» **Problem description**
Rewrite the lines below with every "instance" replaced by "occurrence", keeping everything else unchanged.

» **Data supplied**
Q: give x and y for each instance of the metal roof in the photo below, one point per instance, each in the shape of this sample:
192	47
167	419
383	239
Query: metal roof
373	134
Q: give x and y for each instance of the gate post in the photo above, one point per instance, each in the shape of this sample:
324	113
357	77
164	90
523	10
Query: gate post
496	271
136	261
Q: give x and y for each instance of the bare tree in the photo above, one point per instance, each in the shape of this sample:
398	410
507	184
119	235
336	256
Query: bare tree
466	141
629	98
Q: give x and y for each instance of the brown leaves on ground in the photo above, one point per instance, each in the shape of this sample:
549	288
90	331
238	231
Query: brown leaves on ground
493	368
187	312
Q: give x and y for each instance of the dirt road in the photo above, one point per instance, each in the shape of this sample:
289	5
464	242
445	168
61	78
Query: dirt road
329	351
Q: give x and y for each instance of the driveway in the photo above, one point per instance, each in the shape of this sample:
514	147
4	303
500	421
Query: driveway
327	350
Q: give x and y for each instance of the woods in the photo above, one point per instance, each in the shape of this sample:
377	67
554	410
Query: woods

» **Output of the task**
Q: give x and y for each occurrence of the metal roof in the photo below, one point per occurrence, each in the shape of this sample:
192	47
167	419
383	239
Query: metal roof
373	134
Q: give x and y for each occurrence of the gate post in the photo above, one point per occurrence, each in the shape of this sample:
324	113
357	77
164	90
523	10
Query: gate post
496	271
136	261
Q: give x and y for each occurrence of the bare tree in the photo above, one point per occurrence, each in the shape of this sample:
398	410
507	184
119	235
336	256
Query: bare tree
466	141
629	98
Q: give x and y for each occurrence of the brown leaves on ground in the photo above, one point per occurrence, each in the shape of this sample:
549	288
90	331
238	231
Query: brown leaves on ground
493	368
187	312
Q: give x and y for each occurrence of the dirt road in the photo above, one point per occurrence, each in the shape of this sample:
289	5
464	242
445	168
61	78
Query: dirt road
329	351
Q: give x and y for each occurrence of the driveway in the photo above, one point per occurrence, each in the shape of this sample:
514	147
4	303
500	421
Query: driveway
327	350
Q: give x and y for each occurrence of the woods in the photo above, one point per occurrence, each in the shape of this sample:
377	67
554	410
Query: woods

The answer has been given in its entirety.